» **TEXT SECTION**
════════════════════

ZHOU Di, a waitress at a restaurant in the World Expo park, has mixed feelings about the past six months.

As a heavy smoker, Zhou initially found it very difficult to work at the park since strict anti-smoking measures had been enforced.

"I could only smoke in one of the designated areas, but since I was pretty busy at work, I was forced to smoke less," she said.

However, as time passed, the 22-year-old gradually became accustomed to it and reduced her daily intake of cigarettes.

The 2010 Shanghai World Expo is the first of its kind to implement a series of measures to create a smoke-free environment.

These include prohibiting lighters and matches at the Expo park, prohibiting staff from smoking indoors, sending volunteers into the park to discourage visitors and staff from smoking, introducing a no-smoking policy in the pavilions and barring souvenir shops from selling tobacco products.

════════════════════

(Segmentation data)
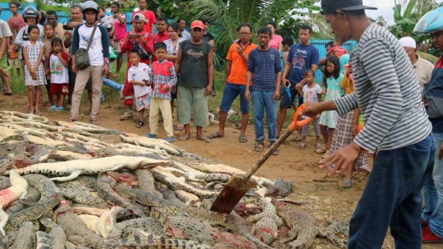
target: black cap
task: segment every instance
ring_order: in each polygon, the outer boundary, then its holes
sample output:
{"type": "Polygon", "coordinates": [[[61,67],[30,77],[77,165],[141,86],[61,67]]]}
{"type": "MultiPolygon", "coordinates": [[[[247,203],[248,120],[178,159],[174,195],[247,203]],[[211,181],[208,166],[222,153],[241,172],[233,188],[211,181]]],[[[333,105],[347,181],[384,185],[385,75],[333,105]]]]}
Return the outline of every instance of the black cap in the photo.
{"type": "Polygon", "coordinates": [[[363,0],[321,0],[321,15],[331,14],[336,10],[378,10],[363,5],[363,0]]]}

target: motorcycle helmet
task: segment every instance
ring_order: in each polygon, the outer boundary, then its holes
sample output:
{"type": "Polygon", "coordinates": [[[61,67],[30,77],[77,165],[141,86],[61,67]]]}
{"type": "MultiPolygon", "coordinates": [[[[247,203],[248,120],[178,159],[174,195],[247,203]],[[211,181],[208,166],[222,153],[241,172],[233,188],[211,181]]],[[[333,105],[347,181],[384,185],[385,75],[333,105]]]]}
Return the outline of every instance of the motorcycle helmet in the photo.
{"type": "Polygon", "coordinates": [[[432,34],[443,30],[443,6],[428,12],[418,21],[414,28],[414,34],[432,34]]]}
{"type": "Polygon", "coordinates": [[[35,8],[32,6],[25,8],[23,10],[22,16],[25,22],[26,22],[26,18],[28,17],[34,17],[37,21],[39,20],[39,12],[35,8]]]}
{"type": "Polygon", "coordinates": [[[93,10],[97,14],[96,18],[98,20],[98,4],[93,1],[87,1],[82,4],[82,12],[83,13],[83,18],[86,18],[86,10],[93,10]]]}

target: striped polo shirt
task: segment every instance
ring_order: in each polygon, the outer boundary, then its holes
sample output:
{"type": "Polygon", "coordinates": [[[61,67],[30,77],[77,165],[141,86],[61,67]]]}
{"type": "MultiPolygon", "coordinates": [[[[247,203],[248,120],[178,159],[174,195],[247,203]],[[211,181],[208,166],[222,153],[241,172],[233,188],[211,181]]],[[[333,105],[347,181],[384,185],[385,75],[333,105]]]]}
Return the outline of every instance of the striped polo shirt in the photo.
{"type": "Polygon", "coordinates": [[[275,91],[275,77],[282,71],[278,51],[272,48],[253,50],[248,58],[248,71],[254,74],[251,90],[275,91]]]}
{"type": "Polygon", "coordinates": [[[371,24],[351,54],[355,92],[334,100],[340,115],[360,107],[364,129],[354,142],[370,151],[402,148],[432,129],[414,68],[398,39],[371,24]]]}

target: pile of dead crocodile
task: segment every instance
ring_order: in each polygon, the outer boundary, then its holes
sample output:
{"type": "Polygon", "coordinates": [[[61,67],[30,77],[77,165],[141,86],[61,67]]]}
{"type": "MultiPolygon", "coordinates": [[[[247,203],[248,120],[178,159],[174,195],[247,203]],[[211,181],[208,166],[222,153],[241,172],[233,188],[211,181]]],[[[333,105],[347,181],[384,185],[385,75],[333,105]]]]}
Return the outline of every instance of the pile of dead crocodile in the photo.
{"type": "Polygon", "coordinates": [[[161,140],[0,111],[0,248],[311,247],[312,219],[275,197],[284,182],[254,177],[235,212],[209,211],[243,173],[161,140]]]}

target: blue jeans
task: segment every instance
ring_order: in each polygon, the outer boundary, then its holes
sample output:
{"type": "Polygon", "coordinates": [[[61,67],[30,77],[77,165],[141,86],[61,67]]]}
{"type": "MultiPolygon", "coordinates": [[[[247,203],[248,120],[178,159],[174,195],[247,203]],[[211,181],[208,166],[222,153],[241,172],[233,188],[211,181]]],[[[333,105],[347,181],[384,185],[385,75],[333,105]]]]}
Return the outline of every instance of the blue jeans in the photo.
{"type": "Polygon", "coordinates": [[[223,90],[223,98],[222,98],[222,104],[220,104],[220,111],[229,111],[233,102],[237,98],[240,96],[240,111],[242,113],[249,113],[249,103],[244,98],[244,91],[246,86],[238,84],[227,83],[223,90]]]}
{"type": "Polygon", "coordinates": [[[349,248],[381,248],[388,227],[396,248],[421,248],[421,190],[435,153],[431,135],[414,145],[377,153],[351,219],[349,248]]]}
{"type": "Polygon", "coordinates": [[[443,238],[443,160],[438,158],[438,151],[443,144],[443,133],[433,133],[435,144],[435,161],[432,174],[426,175],[423,185],[424,210],[422,218],[428,221],[432,232],[443,238]]]}
{"type": "MultiPolygon", "coordinates": [[[[123,91],[123,87],[125,87],[125,85],[123,84],[118,84],[114,81],[112,81],[108,78],[106,77],[103,77],[103,84],[110,87],[113,89],[116,89],[116,90],[118,90],[119,91],[119,94],[120,94],[120,98],[122,98],[122,96],[123,96],[122,92],[123,91]]],[[[103,101],[105,100],[105,96],[103,95],[103,91],[102,91],[102,97],[101,97],[101,100],[103,101]]]]}
{"type": "Polygon", "coordinates": [[[268,122],[268,140],[275,142],[276,118],[278,102],[273,99],[274,92],[272,91],[251,91],[252,110],[254,112],[254,124],[255,124],[255,141],[264,140],[264,125],[263,118],[266,110],[266,118],[268,122]]]}

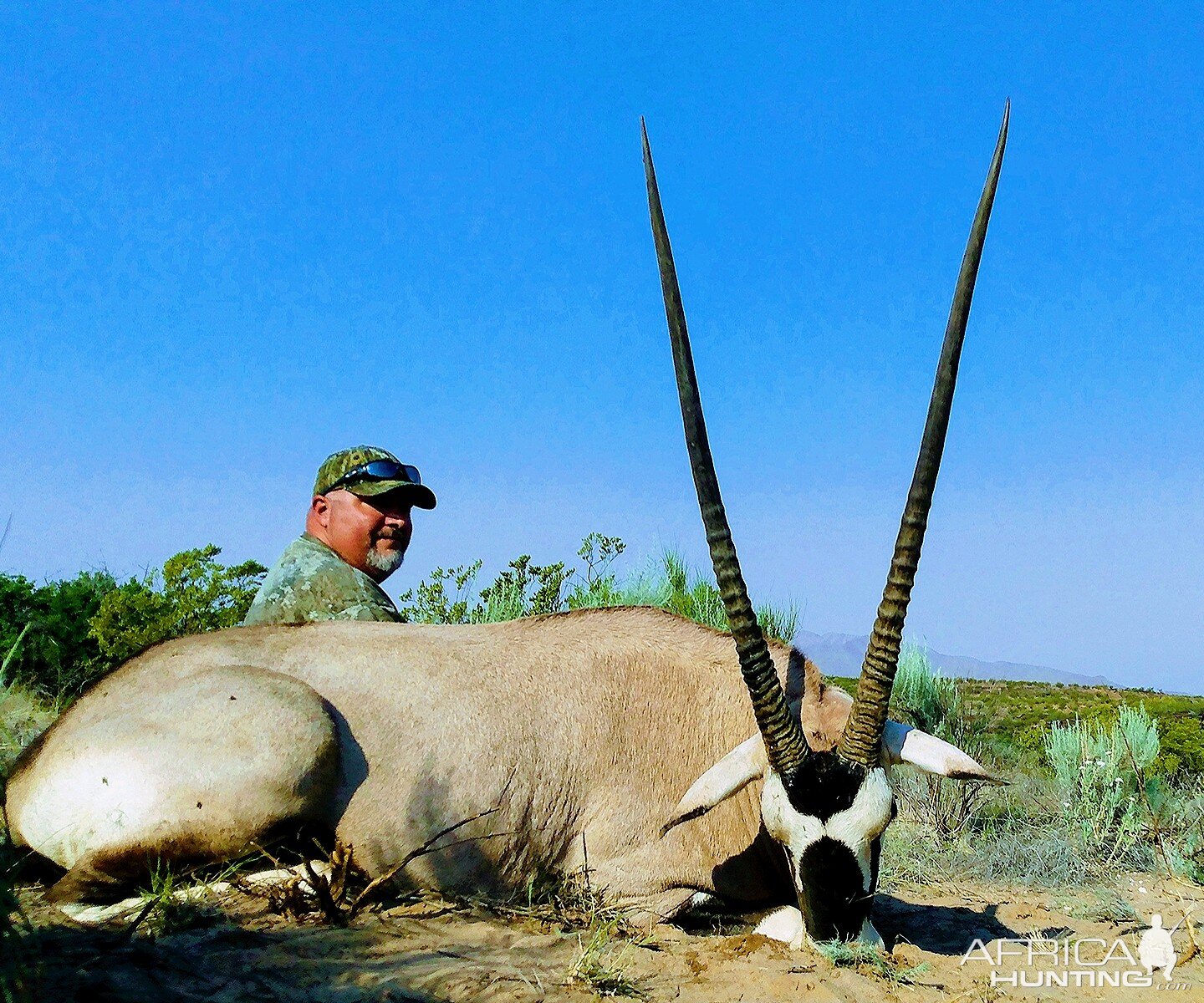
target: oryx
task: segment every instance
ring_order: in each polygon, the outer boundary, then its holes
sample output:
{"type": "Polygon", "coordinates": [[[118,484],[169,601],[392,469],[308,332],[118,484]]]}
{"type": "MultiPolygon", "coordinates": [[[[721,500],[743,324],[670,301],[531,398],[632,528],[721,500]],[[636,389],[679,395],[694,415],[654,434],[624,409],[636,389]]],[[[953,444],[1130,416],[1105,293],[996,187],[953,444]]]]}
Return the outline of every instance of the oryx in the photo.
{"type": "Polygon", "coordinates": [[[790,713],[736,559],[707,441],[685,311],[656,188],[648,132],[643,131],[648,207],[661,271],[665,315],[673,346],[686,447],[715,578],[767,756],[767,763],[757,763],[755,772],[746,761],[742,763],[738,759],[719,763],[700,781],[708,781],[710,789],[697,798],[696,804],[690,806],[690,814],[708,810],[730,797],[752,775],[763,775],[761,818],[766,830],[785,850],[798,892],[802,920],[808,936],[818,940],[852,937],[878,939],[869,922],[869,911],[878,884],[881,836],[895,818],[895,797],[881,753],[886,710],[898,669],[903,621],[920,564],[920,548],[928,524],[945,432],[949,429],[949,412],[954,402],[957,364],[969,320],[974,282],[1003,165],[1008,117],[1009,107],[1005,106],[995,155],[962,259],[915,476],[903,509],[886,590],[869,636],[869,647],[857,682],[857,695],[839,743],[828,750],[813,749],[790,713]]]}
{"type": "Polygon", "coordinates": [[[727,635],[641,608],[169,642],[99,682],[11,773],[13,840],[67,868],[51,896],[111,898],[154,861],[229,859],[306,821],[377,877],[472,820],[397,879],[512,889],[588,859],[598,886],[651,916],[721,896],[789,905],[767,927],[786,940],[801,940],[802,918],[816,939],[877,939],[868,918],[893,812],[883,765],[990,779],[955,747],[886,721],[886,700],[1005,134],[1007,113],[855,702],[756,627],[710,468],[645,136],[686,438],[738,655],[727,635]]]}

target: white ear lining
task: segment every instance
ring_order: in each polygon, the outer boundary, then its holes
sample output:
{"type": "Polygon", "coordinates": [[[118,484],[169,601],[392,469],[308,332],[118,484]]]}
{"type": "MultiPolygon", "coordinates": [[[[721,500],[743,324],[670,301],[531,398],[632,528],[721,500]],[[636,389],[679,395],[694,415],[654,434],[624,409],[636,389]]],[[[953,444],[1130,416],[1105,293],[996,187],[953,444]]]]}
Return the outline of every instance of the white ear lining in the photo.
{"type": "Polygon", "coordinates": [[[920,728],[887,721],[883,731],[883,760],[897,766],[907,763],[925,773],[954,780],[987,780],[1005,784],[956,745],[920,728]]]}
{"type": "Polygon", "coordinates": [[[707,814],[720,802],[742,791],[763,777],[767,766],[768,757],[760,733],[742,742],[690,785],[690,790],[681,796],[661,828],[661,836],[681,822],[707,814]]]}

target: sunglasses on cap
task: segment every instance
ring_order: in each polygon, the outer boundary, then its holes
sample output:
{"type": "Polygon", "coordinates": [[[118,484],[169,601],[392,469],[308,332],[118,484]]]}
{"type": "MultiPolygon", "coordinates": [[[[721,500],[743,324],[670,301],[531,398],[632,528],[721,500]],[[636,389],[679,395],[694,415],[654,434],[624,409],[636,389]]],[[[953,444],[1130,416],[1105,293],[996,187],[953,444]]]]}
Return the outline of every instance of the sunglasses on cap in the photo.
{"type": "Polygon", "coordinates": [[[399,464],[396,460],[372,460],[352,467],[323,494],[360,480],[405,480],[409,484],[421,484],[423,476],[418,472],[418,467],[411,464],[399,464]]]}

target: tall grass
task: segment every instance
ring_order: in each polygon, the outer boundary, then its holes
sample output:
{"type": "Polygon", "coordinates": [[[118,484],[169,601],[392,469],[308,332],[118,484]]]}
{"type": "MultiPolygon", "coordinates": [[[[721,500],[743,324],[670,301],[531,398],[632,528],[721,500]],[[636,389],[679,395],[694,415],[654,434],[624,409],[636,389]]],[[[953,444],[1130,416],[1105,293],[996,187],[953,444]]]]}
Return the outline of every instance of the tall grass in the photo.
{"type": "MultiPolygon", "coordinates": [[[[488,586],[478,589],[482,562],[436,568],[427,579],[401,596],[399,608],[414,623],[490,624],[539,613],[613,606],[653,606],[668,609],[716,630],[728,629],[724,602],[713,577],[690,567],[675,550],[663,550],[644,570],[625,578],[609,572],[624,551],[622,541],[590,533],[578,556],[582,571],[563,562],[535,565],[524,554],[488,586]]],[[[798,629],[793,606],[757,607],[767,636],[789,643],[798,629]]]]}

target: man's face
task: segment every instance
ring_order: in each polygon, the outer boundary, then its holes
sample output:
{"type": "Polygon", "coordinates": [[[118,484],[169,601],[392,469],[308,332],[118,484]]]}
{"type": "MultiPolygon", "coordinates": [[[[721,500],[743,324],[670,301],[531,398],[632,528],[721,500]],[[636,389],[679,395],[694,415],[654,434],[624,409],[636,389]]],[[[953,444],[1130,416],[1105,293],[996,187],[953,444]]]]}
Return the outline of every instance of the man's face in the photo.
{"type": "Polygon", "coordinates": [[[323,532],[314,535],[323,543],[352,567],[383,582],[401,567],[409,547],[414,527],[409,512],[400,491],[361,498],[338,490],[315,497],[311,514],[321,525],[323,532]]]}

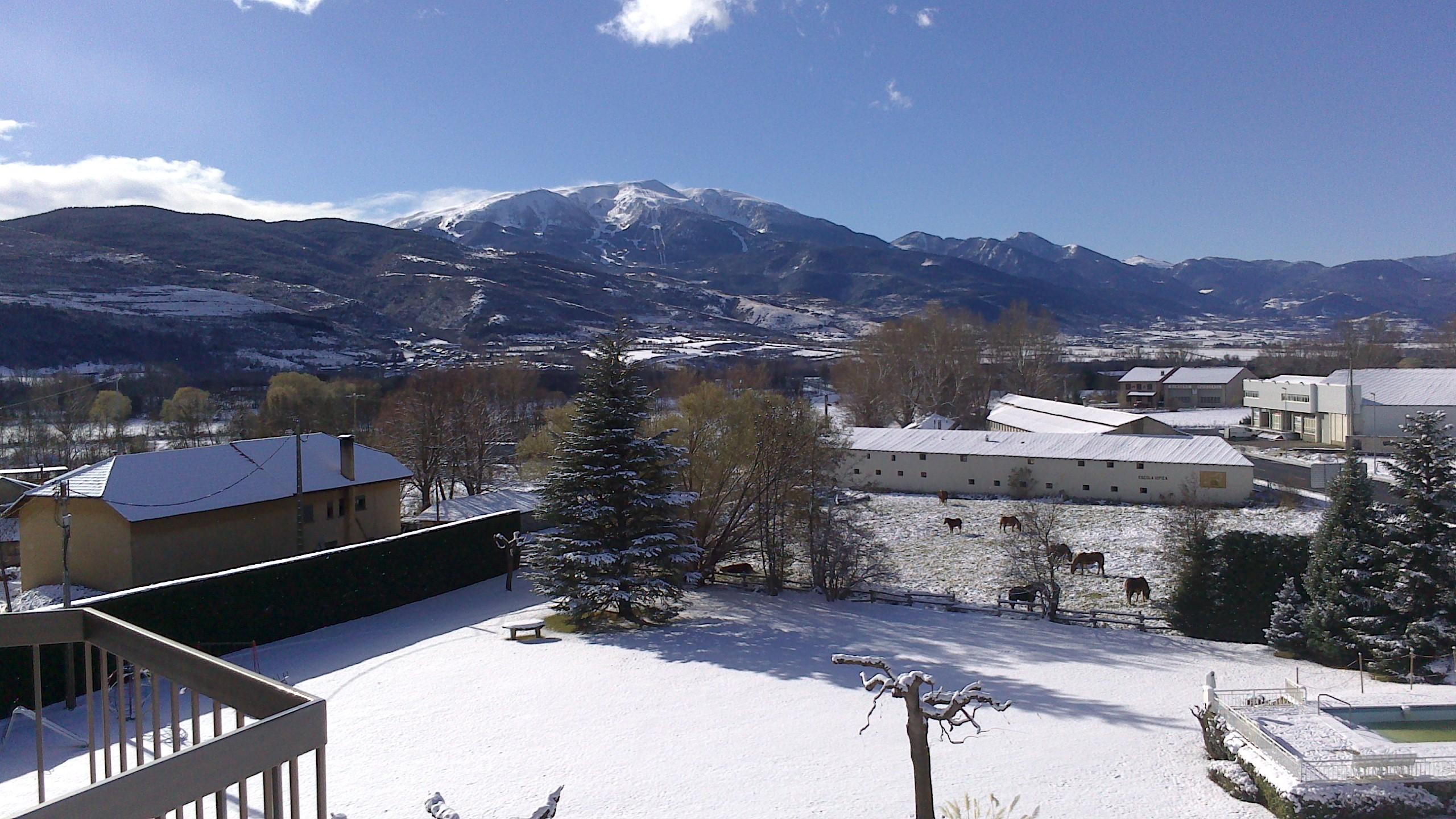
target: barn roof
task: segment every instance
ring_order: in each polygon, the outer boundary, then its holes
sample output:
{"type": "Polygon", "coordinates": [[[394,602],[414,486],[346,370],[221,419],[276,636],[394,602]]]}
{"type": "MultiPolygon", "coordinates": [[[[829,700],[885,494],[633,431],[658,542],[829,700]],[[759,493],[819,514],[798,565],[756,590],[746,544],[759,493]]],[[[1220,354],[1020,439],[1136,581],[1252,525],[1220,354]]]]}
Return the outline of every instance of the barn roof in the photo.
{"type": "Polygon", "coordinates": [[[936,455],[1252,466],[1246,458],[1239,455],[1239,450],[1229,446],[1229,442],[1214,436],[1105,436],[853,427],[850,449],[860,452],[925,452],[936,455]]]}

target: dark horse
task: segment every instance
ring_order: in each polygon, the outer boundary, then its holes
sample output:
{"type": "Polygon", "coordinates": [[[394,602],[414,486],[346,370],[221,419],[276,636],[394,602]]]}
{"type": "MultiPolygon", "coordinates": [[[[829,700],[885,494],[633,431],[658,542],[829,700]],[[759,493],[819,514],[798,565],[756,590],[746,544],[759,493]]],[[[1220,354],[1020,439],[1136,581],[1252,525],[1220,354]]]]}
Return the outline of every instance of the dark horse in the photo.
{"type": "Polygon", "coordinates": [[[1076,574],[1077,568],[1080,568],[1082,574],[1086,574],[1093,565],[1098,574],[1107,577],[1102,552],[1077,552],[1077,557],[1072,558],[1072,568],[1069,571],[1076,574]]]}
{"type": "Polygon", "coordinates": [[[1153,589],[1147,584],[1146,577],[1128,577],[1123,581],[1123,593],[1127,595],[1127,605],[1133,605],[1133,597],[1142,596],[1143,602],[1152,599],[1153,589]]]}

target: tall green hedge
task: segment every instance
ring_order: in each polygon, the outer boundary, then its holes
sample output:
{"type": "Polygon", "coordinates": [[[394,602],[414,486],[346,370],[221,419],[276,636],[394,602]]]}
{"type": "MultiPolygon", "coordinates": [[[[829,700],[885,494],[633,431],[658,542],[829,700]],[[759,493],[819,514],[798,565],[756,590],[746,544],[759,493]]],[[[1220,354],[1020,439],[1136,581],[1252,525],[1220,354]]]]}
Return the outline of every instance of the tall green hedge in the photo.
{"type": "Polygon", "coordinates": [[[1303,577],[1309,538],[1224,532],[1185,548],[1169,595],[1168,621],[1190,637],[1264,643],[1274,597],[1303,577]]]}
{"type": "MultiPolygon", "coordinates": [[[[507,512],[217,574],[116,592],[86,605],[214,654],[272,643],[505,573],[495,535],[520,529],[507,512]]],[[[4,618],[0,615],[0,628],[4,618]]],[[[77,662],[80,651],[76,651],[77,662]]],[[[60,646],[42,650],[45,700],[64,697],[60,646]]],[[[77,679],[80,673],[77,673],[77,679]]],[[[0,707],[31,707],[31,648],[0,648],[0,707]]],[[[80,685],[80,683],[77,683],[80,685]]]]}

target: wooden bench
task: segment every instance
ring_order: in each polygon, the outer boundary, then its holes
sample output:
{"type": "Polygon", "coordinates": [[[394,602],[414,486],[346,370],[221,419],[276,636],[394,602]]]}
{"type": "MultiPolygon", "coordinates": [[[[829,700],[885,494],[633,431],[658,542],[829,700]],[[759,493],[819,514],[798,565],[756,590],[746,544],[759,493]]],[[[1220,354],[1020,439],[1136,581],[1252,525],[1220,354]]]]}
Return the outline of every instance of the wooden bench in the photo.
{"type": "Polygon", "coordinates": [[[534,637],[537,640],[540,640],[542,628],[546,628],[546,621],[542,621],[542,619],[523,619],[520,622],[508,622],[508,624],[505,624],[505,628],[507,628],[507,631],[511,632],[511,640],[518,640],[520,638],[520,632],[523,632],[523,631],[531,631],[531,632],[534,632],[534,637]]]}

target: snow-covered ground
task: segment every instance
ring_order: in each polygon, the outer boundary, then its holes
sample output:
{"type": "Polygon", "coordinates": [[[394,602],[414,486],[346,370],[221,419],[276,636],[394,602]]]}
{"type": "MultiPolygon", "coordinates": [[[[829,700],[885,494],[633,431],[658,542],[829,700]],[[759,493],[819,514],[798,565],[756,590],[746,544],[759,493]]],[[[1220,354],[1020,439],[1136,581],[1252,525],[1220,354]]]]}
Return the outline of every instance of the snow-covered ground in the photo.
{"type": "MultiPolygon", "coordinates": [[[[467,819],[524,816],[565,785],[561,819],[909,816],[904,711],[882,702],[859,733],[871,695],[828,662],[850,651],[1015,702],[965,745],[933,740],[939,802],[1262,819],[1207,781],[1188,708],[1208,670],[1226,688],[1294,673],[1258,646],[729,589],[695,593],[664,628],[505,640],[504,622],[539,612],[492,580],[262,646],[265,673],[329,701],[331,810],[415,819],[441,791],[467,819]]],[[[1356,685],[1302,672],[1312,692],[1356,685]]],[[[82,708],[47,716],[84,733],[82,708]]],[[[84,753],[47,749],[52,793],[84,783],[84,753]]],[[[0,812],[33,799],[32,753],[20,724],[0,748],[0,812]]]]}
{"type": "MultiPolygon", "coordinates": [[[[935,495],[878,493],[865,504],[866,523],[885,542],[898,573],[897,586],[925,592],[952,592],[990,605],[1009,586],[1000,546],[1002,514],[1015,503],[1003,498],[960,500],[941,506],[935,495]],[[943,519],[960,517],[962,530],[951,535],[943,519]]],[[[1146,577],[1153,589],[1150,609],[1158,611],[1172,583],[1172,567],[1159,542],[1169,509],[1163,506],[1063,504],[1066,538],[1073,552],[1107,555],[1107,577],[1072,576],[1063,583],[1063,605],[1073,609],[1127,609],[1123,579],[1146,577]]],[[[1217,528],[1309,535],[1319,526],[1319,509],[1254,506],[1220,509],[1217,528]]]]}

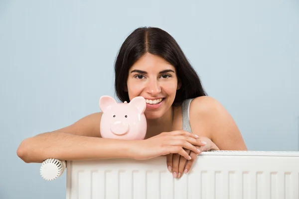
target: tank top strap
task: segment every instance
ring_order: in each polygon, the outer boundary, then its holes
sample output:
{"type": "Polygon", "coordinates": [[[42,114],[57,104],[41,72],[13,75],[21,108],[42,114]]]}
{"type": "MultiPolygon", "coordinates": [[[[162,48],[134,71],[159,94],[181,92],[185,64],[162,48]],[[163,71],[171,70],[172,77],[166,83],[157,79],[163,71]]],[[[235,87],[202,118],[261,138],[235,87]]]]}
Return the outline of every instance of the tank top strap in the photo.
{"type": "Polygon", "coordinates": [[[190,103],[193,99],[187,99],[183,102],[182,104],[182,114],[183,116],[183,130],[192,132],[191,126],[190,125],[189,118],[189,109],[190,108],[190,103]]]}

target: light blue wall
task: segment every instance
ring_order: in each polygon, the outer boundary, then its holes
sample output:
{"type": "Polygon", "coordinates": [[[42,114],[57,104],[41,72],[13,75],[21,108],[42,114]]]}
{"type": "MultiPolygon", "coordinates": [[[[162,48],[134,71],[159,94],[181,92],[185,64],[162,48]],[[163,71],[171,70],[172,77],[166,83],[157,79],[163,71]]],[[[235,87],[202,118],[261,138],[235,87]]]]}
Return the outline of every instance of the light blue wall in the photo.
{"type": "Polygon", "coordinates": [[[65,173],[45,182],[16,149],[98,111],[118,49],[141,26],[177,40],[249,150],[298,150],[299,1],[182,2],[0,1],[0,198],[65,198],[65,173]]]}

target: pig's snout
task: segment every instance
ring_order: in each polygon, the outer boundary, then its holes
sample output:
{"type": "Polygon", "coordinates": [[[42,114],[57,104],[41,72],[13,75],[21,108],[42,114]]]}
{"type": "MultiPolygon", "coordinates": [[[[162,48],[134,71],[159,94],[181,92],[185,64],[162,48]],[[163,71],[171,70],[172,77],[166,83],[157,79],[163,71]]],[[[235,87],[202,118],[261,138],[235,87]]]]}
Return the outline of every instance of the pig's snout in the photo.
{"type": "Polygon", "coordinates": [[[116,121],[111,125],[111,130],[116,135],[123,135],[128,131],[129,125],[126,123],[116,121]]]}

════════════════════

» **REQUIRED TASK 1**
Reproduce the part of the Expo smoking article that opens with the words containing "However, as time" and closes with "selling tobacco products.".
» **REQUIRED TASK 2**
Carry on the Expo smoking article from the point where it stops.
This data has nothing to do with the Expo smoking article.

» **EXPECTED ANSWER 1**
However, as time passed, the 22-year-old gradually became accustomed to it and reduced her daily intake of cigarettes.

The 2010 Shanghai World Expo is the first of its kind to implement a series of measures to create a smoke-free environment.

These include prohibiting lighters and matches at the Expo park, prohibiting staff from smoking indoors, sending volunteers into the park to discourage visitors and staff from smoking, introducing a no-smoking policy in the pavilions and barring souvenir shops from selling tobacco products.

» **EXPECTED ANSWER 2**
The organizers of the Expo even declined a 200-million-yuan (US$30 million) sponsorship deal from a tobacco company last July.

Sarah England, who oversees the Tobacco Free Initiative at the World Health Organization in China, said last Thursday at a seminar reviewing tobacco control efforts at the Expo that Shanghai has done a good job in holding a "Smoke-free Expo."

"A Shanghai smoke-free Expo is feasible and even popular," she said.

In fact, the "Smoke-free Expo" is just one part of Shanghai's efforts to control tobacco use in public places.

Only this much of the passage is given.